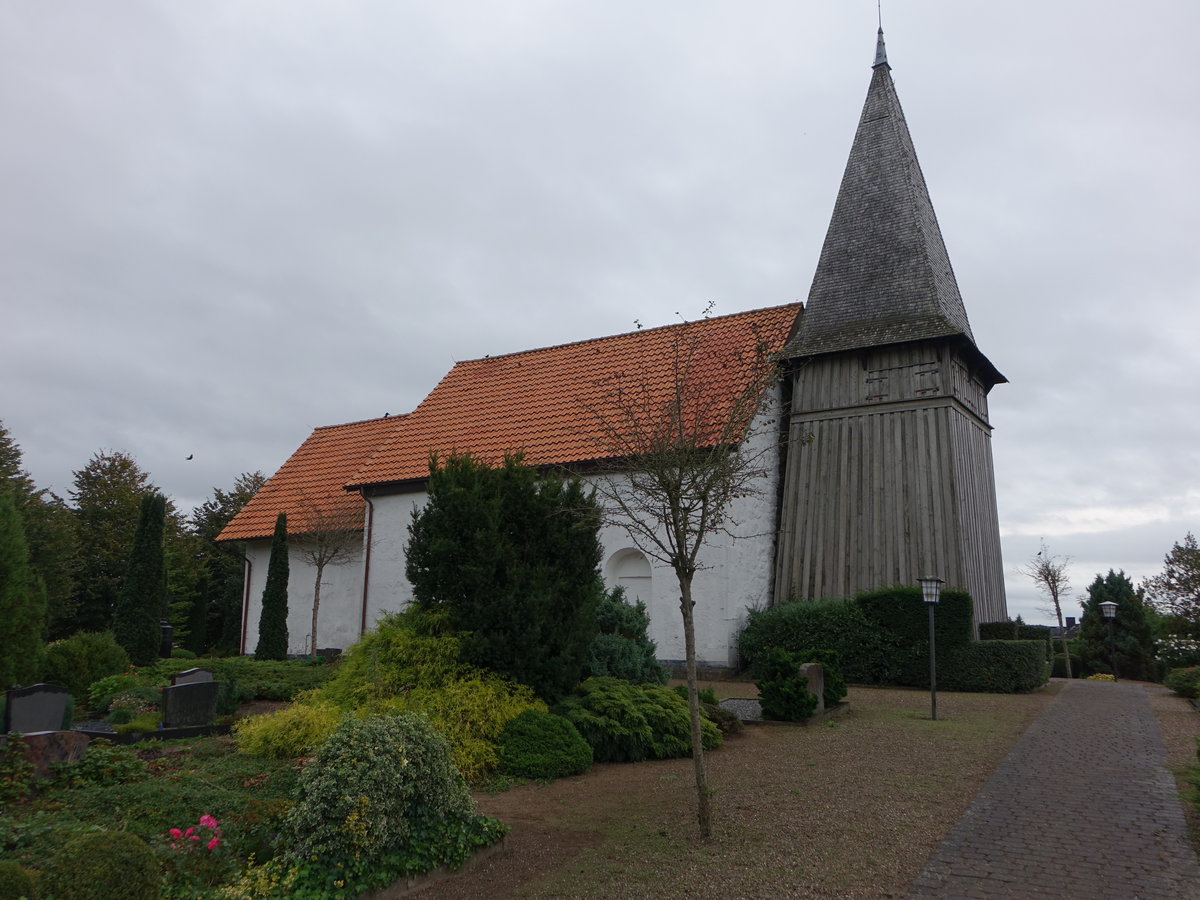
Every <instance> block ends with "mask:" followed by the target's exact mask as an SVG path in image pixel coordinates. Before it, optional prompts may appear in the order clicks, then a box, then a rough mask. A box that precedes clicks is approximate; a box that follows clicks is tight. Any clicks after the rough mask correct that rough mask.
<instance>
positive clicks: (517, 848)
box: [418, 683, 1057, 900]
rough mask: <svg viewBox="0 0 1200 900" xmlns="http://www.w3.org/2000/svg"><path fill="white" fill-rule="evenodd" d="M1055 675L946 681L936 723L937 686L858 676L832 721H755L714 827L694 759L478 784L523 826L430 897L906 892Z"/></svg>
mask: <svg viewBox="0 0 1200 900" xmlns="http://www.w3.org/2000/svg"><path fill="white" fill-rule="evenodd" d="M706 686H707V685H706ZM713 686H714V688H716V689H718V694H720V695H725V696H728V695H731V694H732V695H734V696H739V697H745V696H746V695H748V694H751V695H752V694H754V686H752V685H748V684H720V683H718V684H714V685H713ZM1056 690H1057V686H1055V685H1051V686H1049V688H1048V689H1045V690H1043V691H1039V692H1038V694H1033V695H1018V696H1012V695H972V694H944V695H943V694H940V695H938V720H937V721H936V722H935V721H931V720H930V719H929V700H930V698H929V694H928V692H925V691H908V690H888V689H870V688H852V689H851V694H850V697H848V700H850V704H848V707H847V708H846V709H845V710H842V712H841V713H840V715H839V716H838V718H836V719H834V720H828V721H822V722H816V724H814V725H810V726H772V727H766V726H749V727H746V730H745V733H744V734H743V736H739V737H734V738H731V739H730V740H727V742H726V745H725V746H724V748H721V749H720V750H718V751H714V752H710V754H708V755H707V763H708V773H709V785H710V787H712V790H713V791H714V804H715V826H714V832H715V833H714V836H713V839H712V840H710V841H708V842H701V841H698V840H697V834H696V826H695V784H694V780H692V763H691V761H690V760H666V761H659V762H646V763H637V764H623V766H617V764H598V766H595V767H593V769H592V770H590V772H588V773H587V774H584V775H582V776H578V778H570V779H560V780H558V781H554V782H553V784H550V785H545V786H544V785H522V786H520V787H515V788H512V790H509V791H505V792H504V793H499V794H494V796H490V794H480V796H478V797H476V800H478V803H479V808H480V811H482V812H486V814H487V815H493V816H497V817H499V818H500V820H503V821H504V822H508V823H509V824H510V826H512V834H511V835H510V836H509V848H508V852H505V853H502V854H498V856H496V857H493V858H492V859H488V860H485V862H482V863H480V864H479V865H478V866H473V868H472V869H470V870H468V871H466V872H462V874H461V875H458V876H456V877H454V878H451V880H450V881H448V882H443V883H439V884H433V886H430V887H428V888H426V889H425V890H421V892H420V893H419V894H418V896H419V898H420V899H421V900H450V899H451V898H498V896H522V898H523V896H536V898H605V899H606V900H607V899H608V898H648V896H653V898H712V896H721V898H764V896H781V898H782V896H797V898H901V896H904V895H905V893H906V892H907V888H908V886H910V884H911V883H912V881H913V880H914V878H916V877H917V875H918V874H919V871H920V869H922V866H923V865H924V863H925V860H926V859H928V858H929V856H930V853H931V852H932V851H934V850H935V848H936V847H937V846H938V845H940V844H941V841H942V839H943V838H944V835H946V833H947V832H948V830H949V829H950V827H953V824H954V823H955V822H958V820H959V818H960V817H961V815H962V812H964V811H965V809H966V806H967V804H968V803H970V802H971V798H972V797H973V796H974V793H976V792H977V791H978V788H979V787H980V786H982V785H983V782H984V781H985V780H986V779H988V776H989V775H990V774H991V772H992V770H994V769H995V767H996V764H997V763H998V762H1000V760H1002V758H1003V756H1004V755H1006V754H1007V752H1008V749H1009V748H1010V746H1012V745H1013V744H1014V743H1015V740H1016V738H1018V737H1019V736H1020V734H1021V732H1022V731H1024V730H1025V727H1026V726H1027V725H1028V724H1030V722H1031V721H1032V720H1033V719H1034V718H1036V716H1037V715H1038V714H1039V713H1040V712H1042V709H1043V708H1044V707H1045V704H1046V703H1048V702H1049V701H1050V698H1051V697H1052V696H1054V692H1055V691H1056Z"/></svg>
######
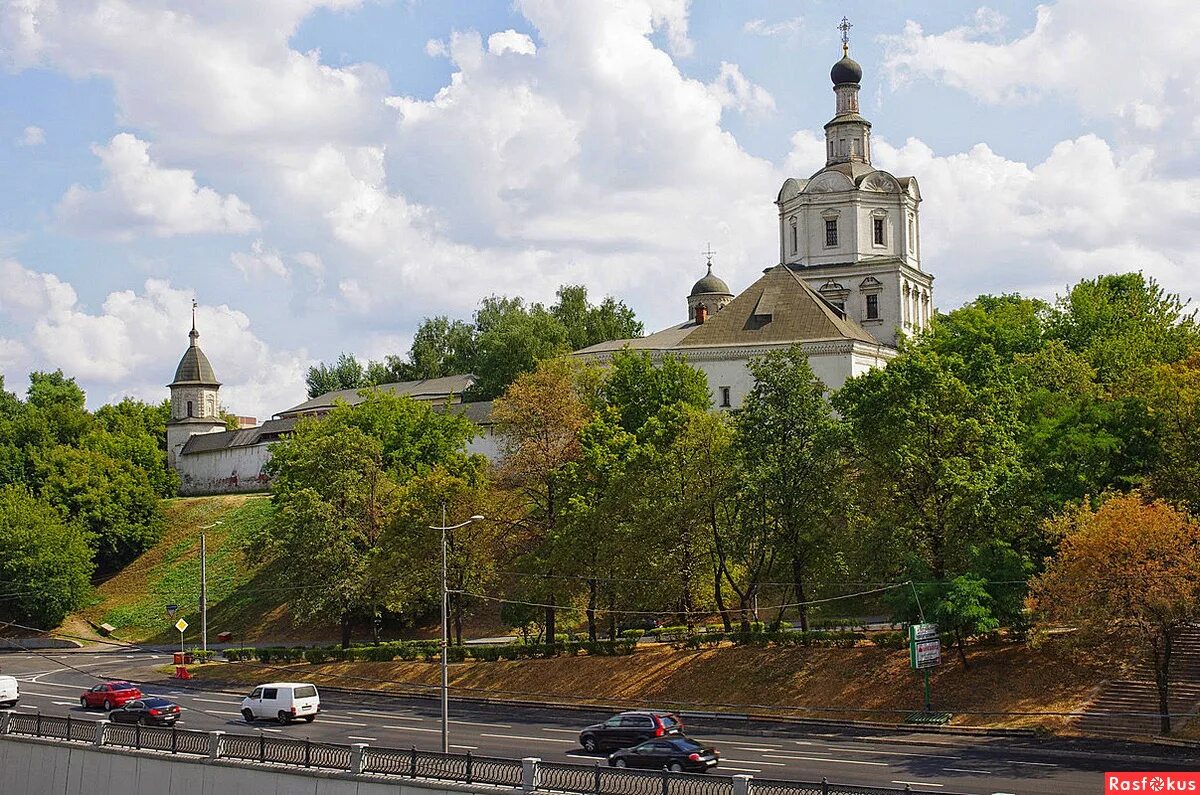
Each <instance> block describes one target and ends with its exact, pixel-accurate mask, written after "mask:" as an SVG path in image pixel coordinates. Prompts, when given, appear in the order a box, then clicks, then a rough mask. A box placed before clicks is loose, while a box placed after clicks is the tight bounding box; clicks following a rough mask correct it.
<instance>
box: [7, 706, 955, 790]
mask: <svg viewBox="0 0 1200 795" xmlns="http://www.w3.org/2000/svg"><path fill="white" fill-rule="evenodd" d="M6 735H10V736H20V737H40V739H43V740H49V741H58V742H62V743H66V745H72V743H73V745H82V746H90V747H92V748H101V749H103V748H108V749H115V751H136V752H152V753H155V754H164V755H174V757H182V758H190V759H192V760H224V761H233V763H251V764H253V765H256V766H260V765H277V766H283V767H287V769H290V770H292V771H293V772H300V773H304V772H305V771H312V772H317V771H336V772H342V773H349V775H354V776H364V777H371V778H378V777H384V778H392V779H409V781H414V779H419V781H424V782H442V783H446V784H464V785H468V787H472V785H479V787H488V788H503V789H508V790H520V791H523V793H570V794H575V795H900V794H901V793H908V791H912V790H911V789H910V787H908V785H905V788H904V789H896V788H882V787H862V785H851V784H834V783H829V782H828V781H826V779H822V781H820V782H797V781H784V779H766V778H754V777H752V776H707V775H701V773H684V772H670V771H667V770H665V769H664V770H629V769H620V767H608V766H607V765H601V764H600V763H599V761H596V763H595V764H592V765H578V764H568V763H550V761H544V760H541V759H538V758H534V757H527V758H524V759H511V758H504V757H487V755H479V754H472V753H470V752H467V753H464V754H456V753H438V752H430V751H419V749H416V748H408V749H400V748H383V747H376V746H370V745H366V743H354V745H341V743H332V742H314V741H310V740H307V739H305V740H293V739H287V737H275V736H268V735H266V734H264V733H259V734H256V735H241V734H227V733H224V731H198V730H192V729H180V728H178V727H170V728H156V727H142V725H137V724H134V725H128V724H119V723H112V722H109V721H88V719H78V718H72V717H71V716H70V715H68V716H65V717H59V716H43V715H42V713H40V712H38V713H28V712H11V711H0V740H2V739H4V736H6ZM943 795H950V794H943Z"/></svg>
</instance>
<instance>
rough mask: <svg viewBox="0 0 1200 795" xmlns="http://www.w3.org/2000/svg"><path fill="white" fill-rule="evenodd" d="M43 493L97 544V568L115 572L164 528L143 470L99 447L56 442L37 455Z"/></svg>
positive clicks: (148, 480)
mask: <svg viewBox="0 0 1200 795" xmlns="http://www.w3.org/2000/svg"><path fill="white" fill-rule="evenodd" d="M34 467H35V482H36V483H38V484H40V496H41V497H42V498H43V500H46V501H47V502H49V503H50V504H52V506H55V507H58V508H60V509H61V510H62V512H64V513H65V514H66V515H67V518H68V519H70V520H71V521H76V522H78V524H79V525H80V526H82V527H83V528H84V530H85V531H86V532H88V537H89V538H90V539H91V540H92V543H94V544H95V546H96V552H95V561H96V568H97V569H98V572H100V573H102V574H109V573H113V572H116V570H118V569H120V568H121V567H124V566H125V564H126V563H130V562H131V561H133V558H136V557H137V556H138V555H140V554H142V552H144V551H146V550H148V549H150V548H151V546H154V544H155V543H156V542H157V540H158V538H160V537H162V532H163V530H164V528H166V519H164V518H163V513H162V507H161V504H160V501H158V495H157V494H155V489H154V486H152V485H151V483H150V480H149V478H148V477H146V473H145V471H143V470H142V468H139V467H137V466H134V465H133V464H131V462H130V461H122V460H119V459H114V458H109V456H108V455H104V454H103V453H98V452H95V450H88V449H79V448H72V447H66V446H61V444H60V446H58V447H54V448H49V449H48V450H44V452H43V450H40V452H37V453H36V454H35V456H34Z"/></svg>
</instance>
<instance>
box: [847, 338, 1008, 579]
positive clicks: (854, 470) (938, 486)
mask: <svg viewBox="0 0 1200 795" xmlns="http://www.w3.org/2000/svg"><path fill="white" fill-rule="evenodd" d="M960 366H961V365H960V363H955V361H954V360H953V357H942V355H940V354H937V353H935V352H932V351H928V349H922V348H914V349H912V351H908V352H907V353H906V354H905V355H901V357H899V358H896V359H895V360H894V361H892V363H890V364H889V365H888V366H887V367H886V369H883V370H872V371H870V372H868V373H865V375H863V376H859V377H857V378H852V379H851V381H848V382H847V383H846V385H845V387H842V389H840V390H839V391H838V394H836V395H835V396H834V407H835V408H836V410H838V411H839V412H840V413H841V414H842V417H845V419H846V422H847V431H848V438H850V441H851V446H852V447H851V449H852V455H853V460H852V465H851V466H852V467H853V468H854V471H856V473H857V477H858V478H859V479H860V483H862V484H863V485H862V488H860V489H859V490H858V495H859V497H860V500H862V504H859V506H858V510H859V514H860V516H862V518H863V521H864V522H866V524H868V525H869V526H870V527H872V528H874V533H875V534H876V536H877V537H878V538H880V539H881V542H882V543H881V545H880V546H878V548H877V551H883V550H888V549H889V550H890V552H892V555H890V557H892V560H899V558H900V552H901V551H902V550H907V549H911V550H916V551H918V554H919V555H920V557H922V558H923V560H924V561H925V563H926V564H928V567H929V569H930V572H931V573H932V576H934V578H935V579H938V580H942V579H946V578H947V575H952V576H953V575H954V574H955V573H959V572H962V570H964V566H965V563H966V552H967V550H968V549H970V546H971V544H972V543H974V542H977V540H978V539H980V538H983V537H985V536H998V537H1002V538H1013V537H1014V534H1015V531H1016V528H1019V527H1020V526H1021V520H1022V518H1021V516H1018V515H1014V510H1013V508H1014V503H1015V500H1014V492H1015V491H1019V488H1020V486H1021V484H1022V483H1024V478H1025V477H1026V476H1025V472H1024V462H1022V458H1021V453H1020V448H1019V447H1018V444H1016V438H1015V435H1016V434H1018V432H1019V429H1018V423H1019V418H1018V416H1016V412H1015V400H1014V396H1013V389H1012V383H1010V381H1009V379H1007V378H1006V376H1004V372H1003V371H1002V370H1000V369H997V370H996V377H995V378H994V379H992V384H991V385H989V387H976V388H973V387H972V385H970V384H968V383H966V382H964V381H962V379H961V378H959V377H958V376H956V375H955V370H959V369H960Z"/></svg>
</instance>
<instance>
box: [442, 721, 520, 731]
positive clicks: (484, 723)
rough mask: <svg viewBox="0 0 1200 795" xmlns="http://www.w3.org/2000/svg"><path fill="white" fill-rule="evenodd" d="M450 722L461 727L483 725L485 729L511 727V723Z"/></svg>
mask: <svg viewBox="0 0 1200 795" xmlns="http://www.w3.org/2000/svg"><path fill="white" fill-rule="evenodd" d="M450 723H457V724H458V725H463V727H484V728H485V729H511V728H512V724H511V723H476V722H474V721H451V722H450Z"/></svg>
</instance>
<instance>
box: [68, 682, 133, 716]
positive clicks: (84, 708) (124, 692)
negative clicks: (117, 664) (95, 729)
######
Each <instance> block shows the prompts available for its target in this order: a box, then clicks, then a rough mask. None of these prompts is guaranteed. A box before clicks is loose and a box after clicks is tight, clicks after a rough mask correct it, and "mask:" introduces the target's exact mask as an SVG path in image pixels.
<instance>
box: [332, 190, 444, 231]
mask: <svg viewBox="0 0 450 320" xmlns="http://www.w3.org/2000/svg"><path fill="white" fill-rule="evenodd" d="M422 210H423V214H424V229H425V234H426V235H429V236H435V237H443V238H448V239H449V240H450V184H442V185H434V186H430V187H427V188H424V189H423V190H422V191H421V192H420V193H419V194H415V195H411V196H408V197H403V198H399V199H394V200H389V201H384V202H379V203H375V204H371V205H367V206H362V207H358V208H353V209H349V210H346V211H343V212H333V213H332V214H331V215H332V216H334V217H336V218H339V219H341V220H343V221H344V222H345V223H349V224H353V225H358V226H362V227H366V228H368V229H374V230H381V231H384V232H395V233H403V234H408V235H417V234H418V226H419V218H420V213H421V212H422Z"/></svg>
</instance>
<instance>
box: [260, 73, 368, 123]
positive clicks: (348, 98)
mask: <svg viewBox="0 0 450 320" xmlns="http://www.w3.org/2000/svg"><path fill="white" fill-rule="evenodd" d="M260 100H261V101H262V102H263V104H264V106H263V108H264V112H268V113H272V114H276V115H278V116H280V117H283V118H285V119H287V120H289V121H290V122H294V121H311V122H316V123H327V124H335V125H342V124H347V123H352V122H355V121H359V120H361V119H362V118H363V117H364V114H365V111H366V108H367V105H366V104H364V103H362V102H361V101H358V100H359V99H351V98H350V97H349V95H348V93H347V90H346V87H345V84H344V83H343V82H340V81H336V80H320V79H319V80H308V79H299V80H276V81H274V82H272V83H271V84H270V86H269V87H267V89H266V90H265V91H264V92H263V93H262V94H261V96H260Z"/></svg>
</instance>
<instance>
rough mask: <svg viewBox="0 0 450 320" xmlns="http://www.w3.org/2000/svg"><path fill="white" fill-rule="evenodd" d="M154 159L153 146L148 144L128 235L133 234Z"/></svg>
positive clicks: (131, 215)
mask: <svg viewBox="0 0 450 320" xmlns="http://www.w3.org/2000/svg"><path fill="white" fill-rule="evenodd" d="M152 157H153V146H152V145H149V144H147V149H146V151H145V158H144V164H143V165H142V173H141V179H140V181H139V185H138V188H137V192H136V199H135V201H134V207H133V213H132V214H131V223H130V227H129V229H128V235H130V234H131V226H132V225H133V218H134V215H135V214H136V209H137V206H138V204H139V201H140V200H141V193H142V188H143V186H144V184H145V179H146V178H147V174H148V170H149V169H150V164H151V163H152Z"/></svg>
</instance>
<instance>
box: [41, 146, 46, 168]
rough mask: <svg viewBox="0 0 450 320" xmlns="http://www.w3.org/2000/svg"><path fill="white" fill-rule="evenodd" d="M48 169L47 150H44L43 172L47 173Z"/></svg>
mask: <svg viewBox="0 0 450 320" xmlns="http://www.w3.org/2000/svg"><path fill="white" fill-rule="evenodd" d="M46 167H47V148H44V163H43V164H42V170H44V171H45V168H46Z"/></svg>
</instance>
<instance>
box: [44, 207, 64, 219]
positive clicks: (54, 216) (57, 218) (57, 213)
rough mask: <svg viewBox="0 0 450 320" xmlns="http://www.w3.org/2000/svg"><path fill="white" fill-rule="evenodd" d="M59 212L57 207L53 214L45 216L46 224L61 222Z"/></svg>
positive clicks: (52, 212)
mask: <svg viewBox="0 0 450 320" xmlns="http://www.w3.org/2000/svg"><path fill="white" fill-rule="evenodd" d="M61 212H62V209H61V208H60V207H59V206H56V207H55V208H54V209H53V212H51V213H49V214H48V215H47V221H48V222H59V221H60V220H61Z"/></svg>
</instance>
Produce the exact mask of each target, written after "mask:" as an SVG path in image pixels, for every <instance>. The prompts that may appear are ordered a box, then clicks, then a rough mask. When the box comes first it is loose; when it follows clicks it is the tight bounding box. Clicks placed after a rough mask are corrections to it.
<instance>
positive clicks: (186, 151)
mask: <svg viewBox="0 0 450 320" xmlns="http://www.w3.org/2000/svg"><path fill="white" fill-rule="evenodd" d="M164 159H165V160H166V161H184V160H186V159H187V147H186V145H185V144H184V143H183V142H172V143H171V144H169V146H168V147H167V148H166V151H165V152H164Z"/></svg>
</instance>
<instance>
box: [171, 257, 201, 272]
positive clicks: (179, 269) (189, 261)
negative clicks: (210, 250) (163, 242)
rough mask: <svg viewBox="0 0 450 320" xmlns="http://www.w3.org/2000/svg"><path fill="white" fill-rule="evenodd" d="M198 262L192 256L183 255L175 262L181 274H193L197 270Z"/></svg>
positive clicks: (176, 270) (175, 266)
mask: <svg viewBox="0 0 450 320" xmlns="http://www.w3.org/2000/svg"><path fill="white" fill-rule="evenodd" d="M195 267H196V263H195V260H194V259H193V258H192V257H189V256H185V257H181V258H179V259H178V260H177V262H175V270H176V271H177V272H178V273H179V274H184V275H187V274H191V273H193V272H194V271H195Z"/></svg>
######
Copy out the lines exactly, starting with the line containing "Every <instance> block" and continuing through the line containing "box: [418, 683, 1057, 900]", including both of those lines.

* Response area
Every <instance> block ends with "mask:" followed by the target's exact mask as an SVG path in image pixel coordinates. Before it, optional prompts may appear in the order clicks, then a box, then a rough mask. A box that precedes clicks is approximate; a box that follows clicks is tight. Any clicks after the rough mask correct that rough mask.
<instance>
positive clicks: (517, 848)
box: [418, 683, 1057, 900]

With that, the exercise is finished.